» **READING PASSAGE**
****************

# Medical Image Analysis Tutorial: Dimensionality Reduction, Clustering & Outlier Detection

This tutorial demonstrates various techniques for analyzing medical image embeddings using the SLAKE dataset.

## Overview
1. **Dataset**: SLAKE medical VQA dataset
2. **Embeddings**: BiomedCLIP (medical vision-language model)
3. **Clustering**: DBSCAN, HDBSCAN, K-means, FINCH
4. **Dimensionality Reduction**: PCA, t-SNE, UMAP, h-NNE
5. **Visualization**: Comparative analysis of methods

## 1. Setup & Installation

Install all required packages for this tutorial.

In [1]:
# Install required packages
!pip install -q open-clip-torch torch pillow numpy scikit-learn
!pip install -q hdbscan umap-learn hnne
!pip install -q matplotlib seaborn
!pip install -q gdown  # For Google Drive downloads
!pip install -q huggingface_hub  # For downloading from HuggingFace

In [2]:
# Import libraries
import os
import json
import numpy as np
from pathlib import Path
from PIL import Image
import matplotlib.pyplot as plt
import seaborn as sns
from tqdm.auto import tqdm
import warnings
warnings.filterwarnings('ignore')

# Deep learning
import torch
import open_clip
from huggingface_hub import hf_hub_download

# Clustering
from sklearn.cluster import DBSCAN, KMeans
import hdbscan
try:
    from finch import FINCH
except ImportError:
    !pip install -q finch-clust
    from finch import FINCH

# Dimensionality reduction
from sklearn.decomposition import PCA
from sklearn.manifold import TSNE
import umap
from hnne import HNNE

# Set random seeds for reproducibility
np.random.seed(42)
torch.manual_seed(42)

# Device configuration
device = torch.device('cuda' if torch.cuda.is_available() else 'cpu')
print(f"Using device: {device}")

  from .autonotebook import tqdm as notebook_tqdm


Using device: cpu


## 2. Dataset Download & Loading

Download the SLAKE dataset from Google Drive and parse its structure.

In [3]:
# Download SLAKE dataset from Google Drive
# Note: You may need to manually download if gdown fails due to Google Drive restrictions
# Link: https://drive.google.com/file/d/1EZ0WpO5Z6BJUqC3iPBQJJS1INWSMsh7U/view

dataset_path = Path('./Slake1.0')

if not dataset_path.exists():
    print("Downloading SLAKE dataset...")
    !gdown --fuzzy 'https://drive.google.com/file/d/1EZ0WpO5Z6BJUqC3iPBQJJS1INWSMsh7U/view'
    
    # Extract the archive
    import zipfile
    with zipfile.ZipFile('Slake1.0.zip', 'r') as zip_ref:
        zip_ref.extractall('.')
    print("Dataset downloaded and extracted!")
else:
    print("Dataset already exists!")

Dataset already exists!


In [4]:
# Parse dataset structure
def load_slake_dataset(dataset_path):
    """

****************

» **TASK GOAL**
Reproduce the stretch of the medical image analysis tutorial from "Using device: cpu" through "dataset_path = Path('./Slake1.0')" word for word.

****************

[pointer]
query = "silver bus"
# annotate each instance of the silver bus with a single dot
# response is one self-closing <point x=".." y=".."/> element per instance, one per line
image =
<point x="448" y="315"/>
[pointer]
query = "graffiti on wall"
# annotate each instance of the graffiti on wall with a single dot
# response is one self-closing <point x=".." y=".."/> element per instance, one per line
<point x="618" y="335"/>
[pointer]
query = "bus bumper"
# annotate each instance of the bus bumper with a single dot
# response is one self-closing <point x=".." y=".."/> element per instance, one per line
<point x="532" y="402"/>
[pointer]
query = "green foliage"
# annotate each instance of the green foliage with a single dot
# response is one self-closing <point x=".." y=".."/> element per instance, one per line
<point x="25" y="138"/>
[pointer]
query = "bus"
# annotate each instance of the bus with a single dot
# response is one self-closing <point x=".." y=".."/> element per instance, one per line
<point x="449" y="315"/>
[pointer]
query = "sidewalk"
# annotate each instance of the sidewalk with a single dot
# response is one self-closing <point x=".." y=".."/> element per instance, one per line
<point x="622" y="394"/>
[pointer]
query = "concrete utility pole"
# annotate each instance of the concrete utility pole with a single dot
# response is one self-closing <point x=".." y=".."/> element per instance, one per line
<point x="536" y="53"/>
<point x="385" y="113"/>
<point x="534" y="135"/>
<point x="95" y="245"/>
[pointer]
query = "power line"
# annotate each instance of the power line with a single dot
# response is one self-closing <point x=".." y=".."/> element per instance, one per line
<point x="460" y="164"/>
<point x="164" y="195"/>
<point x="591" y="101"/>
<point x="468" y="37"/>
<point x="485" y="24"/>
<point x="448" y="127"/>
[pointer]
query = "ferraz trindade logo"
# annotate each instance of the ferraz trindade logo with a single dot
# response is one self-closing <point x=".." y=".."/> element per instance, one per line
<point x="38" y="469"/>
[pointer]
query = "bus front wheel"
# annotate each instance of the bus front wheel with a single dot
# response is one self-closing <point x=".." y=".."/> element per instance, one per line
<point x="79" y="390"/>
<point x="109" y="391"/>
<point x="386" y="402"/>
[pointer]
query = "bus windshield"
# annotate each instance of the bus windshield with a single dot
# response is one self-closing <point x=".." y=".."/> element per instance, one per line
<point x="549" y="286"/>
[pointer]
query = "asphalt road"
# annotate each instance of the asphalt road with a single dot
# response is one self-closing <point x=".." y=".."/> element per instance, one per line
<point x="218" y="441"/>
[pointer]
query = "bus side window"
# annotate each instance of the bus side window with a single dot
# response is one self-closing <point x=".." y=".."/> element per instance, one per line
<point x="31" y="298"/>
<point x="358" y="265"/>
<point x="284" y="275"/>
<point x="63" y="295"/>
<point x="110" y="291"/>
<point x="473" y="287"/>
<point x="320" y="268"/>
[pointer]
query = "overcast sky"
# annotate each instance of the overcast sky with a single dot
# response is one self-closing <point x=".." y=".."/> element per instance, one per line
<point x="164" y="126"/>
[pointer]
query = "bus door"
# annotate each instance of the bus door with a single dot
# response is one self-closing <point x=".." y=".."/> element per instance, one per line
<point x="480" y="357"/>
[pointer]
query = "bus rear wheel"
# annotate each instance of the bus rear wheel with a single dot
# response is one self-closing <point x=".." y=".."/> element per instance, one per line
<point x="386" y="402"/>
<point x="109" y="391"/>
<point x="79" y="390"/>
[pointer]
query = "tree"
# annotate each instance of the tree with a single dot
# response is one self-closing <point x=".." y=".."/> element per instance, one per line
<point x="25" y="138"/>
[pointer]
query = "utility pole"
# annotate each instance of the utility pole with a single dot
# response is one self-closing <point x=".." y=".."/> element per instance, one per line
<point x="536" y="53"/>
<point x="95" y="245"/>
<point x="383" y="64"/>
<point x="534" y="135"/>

****************

» **PROBLEM SOLUTION**
Using device: cpu


## 2. Dataset Download & Loading

Download the SLAKE dataset from Google Drive and parse its structure.

In [3]:
# Download SLAKE dataset from Google Drive
# Note: You may need to manually download if gdown fails due to Google Drive restrictions
# Link: https://drive.google.com/file/d/1EZ0WpO5Z6BJUqC3iPBQJJS1INWSMsh7U/view

dataset_path = Path('./Slake1.0')